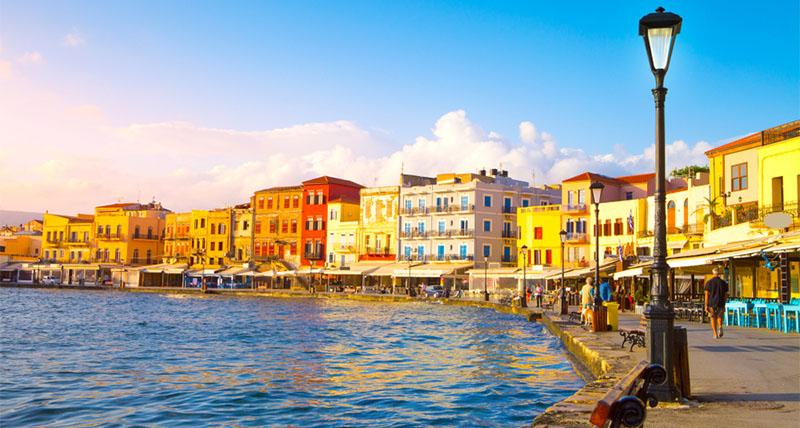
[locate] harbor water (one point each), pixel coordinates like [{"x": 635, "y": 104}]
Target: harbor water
[{"x": 103, "y": 358}]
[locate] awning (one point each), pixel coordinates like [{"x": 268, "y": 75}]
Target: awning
[
  {"x": 429, "y": 270},
  {"x": 356, "y": 269},
  {"x": 680, "y": 243},
  {"x": 389, "y": 268}
]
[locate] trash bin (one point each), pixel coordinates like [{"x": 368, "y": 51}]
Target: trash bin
[{"x": 612, "y": 317}]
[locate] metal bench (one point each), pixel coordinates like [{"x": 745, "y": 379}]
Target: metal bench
[
  {"x": 624, "y": 403},
  {"x": 634, "y": 336}
]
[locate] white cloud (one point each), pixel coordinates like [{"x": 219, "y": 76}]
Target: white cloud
[
  {"x": 73, "y": 39},
  {"x": 79, "y": 160},
  {"x": 30, "y": 58}
]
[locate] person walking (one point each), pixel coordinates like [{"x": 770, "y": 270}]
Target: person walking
[
  {"x": 538, "y": 292},
  {"x": 716, "y": 293},
  {"x": 586, "y": 298}
]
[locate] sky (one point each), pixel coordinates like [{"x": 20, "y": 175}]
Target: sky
[{"x": 198, "y": 104}]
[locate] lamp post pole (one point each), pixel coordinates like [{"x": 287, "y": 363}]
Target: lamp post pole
[
  {"x": 597, "y": 192},
  {"x": 485, "y": 278},
  {"x": 564, "y": 308},
  {"x": 523, "y": 288},
  {"x": 659, "y": 30}
]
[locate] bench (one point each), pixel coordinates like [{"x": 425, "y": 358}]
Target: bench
[
  {"x": 634, "y": 336},
  {"x": 624, "y": 403}
]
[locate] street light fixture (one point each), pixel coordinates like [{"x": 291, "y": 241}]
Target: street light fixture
[
  {"x": 597, "y": 192},
  {"x": 485, "y": 278},
  {"x": 524, "y": 285},
  {"x": 659, "y": 30},
  {"x": 564, "y": 309}
]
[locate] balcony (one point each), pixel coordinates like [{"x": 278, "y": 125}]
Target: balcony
[
  {"x": 509, "y": 259},
  {"x": 573, "y": 208},
  {"x": 344, "y": 248},
  {"x": 313, "y": 255},
  {"x": 578, "y": 237},
  {"x": 414, "y": 233},
  {"x": 109, "y": 236},
  {"x": 694, "y": 229},
  {"x": 510, "y": 234},
  {"x": 451, "y": 257}
]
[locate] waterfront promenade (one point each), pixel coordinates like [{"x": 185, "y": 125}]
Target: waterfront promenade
[{"x": 750, "y": 377}]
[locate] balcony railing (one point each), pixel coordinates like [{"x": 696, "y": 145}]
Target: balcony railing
[
  {"x": 108, "y": 236},
  {"x": 510, "y": 234},
  {"x": 577, "y": 237},
  {"x": 344, "y": 248},
  {"x": 313, "y": 255},
  {"x": 451, "y": 257},
  {"x": 508, "y": 259},
  {"x": 573, "y": 208}
]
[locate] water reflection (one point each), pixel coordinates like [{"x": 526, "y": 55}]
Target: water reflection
[{"x": 81, "y": 358}]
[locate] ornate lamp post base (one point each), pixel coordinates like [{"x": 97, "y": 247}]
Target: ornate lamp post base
[{"x": 660, "y": 337}]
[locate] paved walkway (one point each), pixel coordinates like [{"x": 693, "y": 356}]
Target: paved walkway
[{"x": 749, "y": 377}]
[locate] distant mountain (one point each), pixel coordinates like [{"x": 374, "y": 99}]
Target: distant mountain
[{"x": 15, "y": 218}]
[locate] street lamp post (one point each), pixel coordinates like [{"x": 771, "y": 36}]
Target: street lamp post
[
  {"x": 659, "y": 30},
  {"x": 485, "y": 278},
  {"x": 564, "y": 309},
  {"x": 597, "y": 191},
  {"x": 523, "y": 287}
]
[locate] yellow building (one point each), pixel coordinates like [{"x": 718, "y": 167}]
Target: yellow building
[
  {"x": 177, "y": 238},
  {"x": 25, "y": 246},
  {"x": 67, "y": 239},
  {"x": 752, "y": 177},
  {"x": 378, "y": 223},
  {"x": 129, "y": 233},
  {"x": 242, "y": 220},
  {"x": 277, "y": 224},
  {"x": 540, "y": 228},
  {"x": 211, "y": 238},
  {"x": 343, "y": 230}
]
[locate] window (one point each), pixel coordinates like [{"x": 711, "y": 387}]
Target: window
[{"x": 739, "y": 177}]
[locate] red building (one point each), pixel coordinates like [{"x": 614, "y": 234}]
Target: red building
[{"x": 316, "y": 194}]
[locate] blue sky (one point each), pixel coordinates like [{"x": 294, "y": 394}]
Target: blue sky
[{"x": 390, "y": 81}]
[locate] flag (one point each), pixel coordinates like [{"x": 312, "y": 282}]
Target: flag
[{"x": 630, "y": 222}]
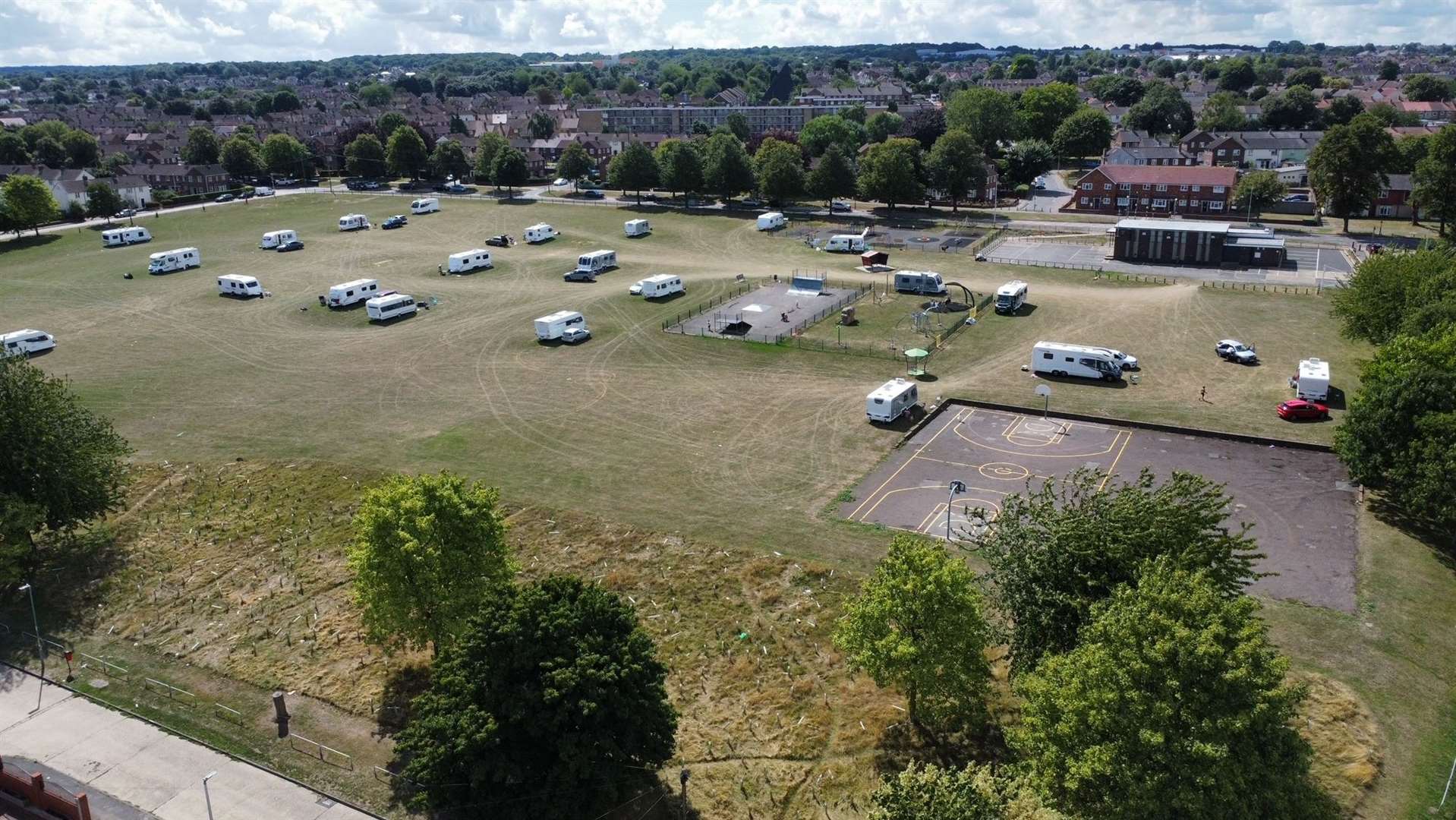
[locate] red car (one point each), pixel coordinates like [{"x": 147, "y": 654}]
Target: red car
[{"x": 1296, "y": 410}]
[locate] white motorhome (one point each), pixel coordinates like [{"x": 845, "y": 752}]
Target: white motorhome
[
  {"x": 926, "y": 283},
  {"x": 540, "y": 232},
  {"x": 239, "y": 285},
  {"x": 120, "y": 236},
  {"x": 276, "y": 238},
  {"x": 553, "y": 325},
  {"x": 392, "y": 306},
  {"x": 351, "y": 293},
  {"x": 597, "y": 261},
  {"x": 179, "y": 260},
  {"x": 1011, "y": 296},
  {"x": 25, "y": 342},
  {"x": 1313, "y": 379},
  {"x": 466, "y": 261},
  {"x": 1056, "y": 358},
  {"x": 658, "y": 285},
  {"x": 891, "y": 399}
]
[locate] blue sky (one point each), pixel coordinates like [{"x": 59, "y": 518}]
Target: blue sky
[{"x": 146, "y": 31}]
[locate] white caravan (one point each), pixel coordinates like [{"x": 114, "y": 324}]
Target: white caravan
[
  {"x": 468, "y": 261},
  {"x": 276, "y": 238},
  {"x": 658, "y": 285},
  {"x": 239, "y": 285},
  {"x": 891, "y": 399},
  {"x": 553, "y": 325},
  {"x": 540, "y": 232},
  {"x": 120, "y": 236},
  {"x": 355, "y": 292},
  {"x": 179, "y": 260},
  {"x": 1011, "y": 296},
  {"x": 1057, "y": 358},
  {"x": 392, "y": 306},
  {"x": 25, "y": 342}
]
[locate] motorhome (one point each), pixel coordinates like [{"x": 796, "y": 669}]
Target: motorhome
[
  {"x": 179, "y": 260},
  {"x": 468, "y": 261},
  {"x": 392, "y": 306},
  {"x": 891, "y": 399},
  {"x": 25, "y": 342},
  {"x": 1056, "y": 358},
  {"x": 120, "y": 236},
  {"x": 239, "y": 285},
  {"x": 553, "y": 325},
  {"x": 276, "y": 238},
  {"x": 351, "y": 293},
  {"x": 540, "y": 232},
  {"x": 1011, "y": 296},
  {"x": 926, "y": 283},
  {"x": 658, "y": 285}
]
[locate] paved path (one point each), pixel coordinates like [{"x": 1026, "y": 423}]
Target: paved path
[{"x": 134, "y": 762}]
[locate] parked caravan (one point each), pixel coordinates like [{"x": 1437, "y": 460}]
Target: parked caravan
[
  {"x": 392, "y": 306},
  {"x": 25, "y": 342},
  {"x": 891, "y": 399},
  {"x": 1011, "y": 296},
  {"x": 1313, "y": 380},
  {"x": 351, "y": 293},
  {"x": 1057, "y": 358},
  {"x": 276, "y": 238},
  {"x": 179, "y": 260},
  {"x": 120, "y": 236},
  {"x": 658, "y": 285},
  {"x": 553, "y": 325},
  {"x": 926, "y": 283},
  {"x": 239, "y": 285},
  {"x": 540, "y": 232},
  {"x": 468, "y": 261}
]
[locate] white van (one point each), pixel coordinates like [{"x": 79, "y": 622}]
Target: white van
[
  {"x": 392, "y": 306},
  {"x": 1011, "y": 296},
  {"x": 468, "y": 261},
  {"x": 179, "y": 260},
  {"x": 355, "y": 292},
  {"x": 239, "y": 285},
  {"x": 25, "y": 342},
  {"x": 540, "y": 232},
  {"x": 891, "y": 399},
  {"x": 658, "y": 285},
  {"x": 276, "y": 238},
  {"x": 1057, "y": 358},
  {"x": 120, "y": 236}
]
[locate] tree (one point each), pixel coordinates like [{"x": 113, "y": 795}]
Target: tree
[
  {"x": 1174, "y": 705},
  {"x": 28, "y": 203},
  {"x": 552, "y": 704},
  {"x": 1344, "y": 166},
  {"x": 918, "y": 625},
  {"x": 1048, "y": 579},
  {"x": 428, "y": 551}
]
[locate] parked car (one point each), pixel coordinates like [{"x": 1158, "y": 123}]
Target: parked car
[{"x": 1299, "y": 410}]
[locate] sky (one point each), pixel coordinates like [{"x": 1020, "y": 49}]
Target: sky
[{"x": 49, "y": 33}]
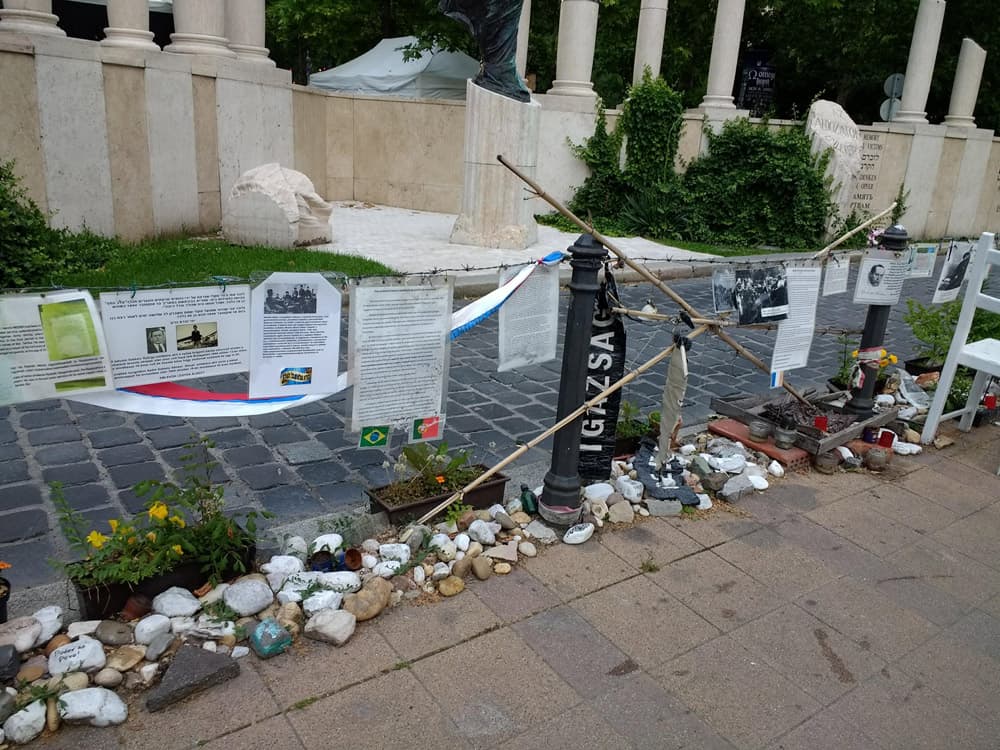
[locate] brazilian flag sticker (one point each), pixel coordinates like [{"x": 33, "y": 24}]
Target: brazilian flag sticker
[{"x": 374, "y": 437}]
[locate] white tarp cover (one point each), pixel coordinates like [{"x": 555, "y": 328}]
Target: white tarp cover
[{"x": 382, "y": 70}]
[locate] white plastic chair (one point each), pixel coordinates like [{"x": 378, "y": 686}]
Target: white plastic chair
[{"x": 981, "y": 356}]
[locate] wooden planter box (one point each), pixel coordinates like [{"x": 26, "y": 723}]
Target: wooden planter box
[
  {"x": 482, "y": 497},
  {"x": 811, "y": 440},
  {"x": 105, "y": 601}
]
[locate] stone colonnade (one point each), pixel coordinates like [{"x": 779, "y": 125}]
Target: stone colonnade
[{"x": 225, "y": 28}]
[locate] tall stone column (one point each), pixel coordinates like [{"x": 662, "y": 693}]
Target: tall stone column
[
  {"x": 920, "y": 64},
  {"x": 649, "y": 38},
  {"x": 199, "y": 28},
  {"x": 128, "y": 25},
  {"x": 523, "y": 32},
  {"x": 965, "y": 91},
  {"x": 725, "y": 54},
  {"x": 245, "y": 30},
  {"x": 575, "y": 56},
  {"x": 29, "y": 17}
]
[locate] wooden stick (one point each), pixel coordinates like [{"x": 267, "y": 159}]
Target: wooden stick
[
  {"x": 558, "y": 426},
  {"x": 640, "y": 269},
  {"x": 843, "y": 238}
]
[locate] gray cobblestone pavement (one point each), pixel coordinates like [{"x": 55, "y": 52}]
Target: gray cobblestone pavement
[{"x": 299, "y": 465}]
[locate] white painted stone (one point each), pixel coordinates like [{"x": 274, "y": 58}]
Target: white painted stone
[
  {"x": 275, "y": 207},
  {"x": 481, "y": 532},
  {"x": 494, "y": 213},
  {"x": 630, "y": 489},
  {"x": 74, "y": 140},
  {"x": 331, "y": 626},
  {"x": 527, "y": 549},
  {"x": 51, "y": 621},
  {"x": 83, "y": 655},
  {"x": 326, "y": 543},
  {"x": 214, "y": 595},
  {"x": 23, "y": 726},
  {"x": 84, "y": 627},
  {"x": 181, "y": 625},
  {"x": 344, "y": 581},
  {"x": 829, "y": 126},
  {"x": 579, "y": 533},
  {"x": 322, "y": 600},
  {"x": 387, "y": 568},
  {"x": 150, "y": 627},
  {"x": 176, "y": 602},
  {"x": 98, "y": 707},
  {"x": 248, "y": 596},
  {"x": 173, "y": 165},
  {"x": 21, "y": 633},
  {"x": 399, "y": 552}
]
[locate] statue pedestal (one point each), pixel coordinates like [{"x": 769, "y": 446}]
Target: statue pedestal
[{"x": 495, "y": 212}]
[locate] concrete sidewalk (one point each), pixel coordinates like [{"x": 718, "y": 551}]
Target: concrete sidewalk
[{"x": 847, "y": 611}]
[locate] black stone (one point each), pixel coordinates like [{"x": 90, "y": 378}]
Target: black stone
[
  {"x": 193, "y": 669},
  {"x": 66, "y": 453},
  {"x": 71, "y": 474},
  {"x": 125, "y": 454},
  {"x": 114, "y": 436},
  {"x": 24, "y": 524}
]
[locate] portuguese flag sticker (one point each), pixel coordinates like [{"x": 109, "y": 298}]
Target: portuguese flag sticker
[
  {"x": 426, "y": 428},
  {"x": 374, "y": 437}
]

-- -- --

**Your assignment:** Extract from the listing above the lines between the line containing "Target: tall stone column" and the line containing "[locate] white painted", keeping both of those lines. Output nothing else.

**Solution to the problem:**
Target: tall stone column
[
  {"x": 920, "y": 64},
  {"x": 649, "y": 38},
  {"x": 199, "y": 28},
  {"x": 128, "y": 25},
  {"x": 523, "y": 32},
  {"x": 965, "y": 91},
  {"x": 725, "y": 54},
  {"x": 245, "y": 30},
  {"x": 575, "y": 56},
  {"x": 29, "y": 17}
]
[locate] wooden stick (one point each), pixel coordinates like [{"x": 267, "y": 159}]
Target: wooden stick
[
  {"x": 558, "y": 426},
  {"x": 640, "y": 269},
  {"x": 843, "y": 238}
]
[locate] gray cobblestone pavement (one point each), pixel coordinates like [{"x": 55, "y": 52}]
Target: gray cobblestone pavement
[{"x": 299, "y": 465}]
[locate] white painted stone (one point each), pixel coordinates like [{"x": 274, "y": 58}]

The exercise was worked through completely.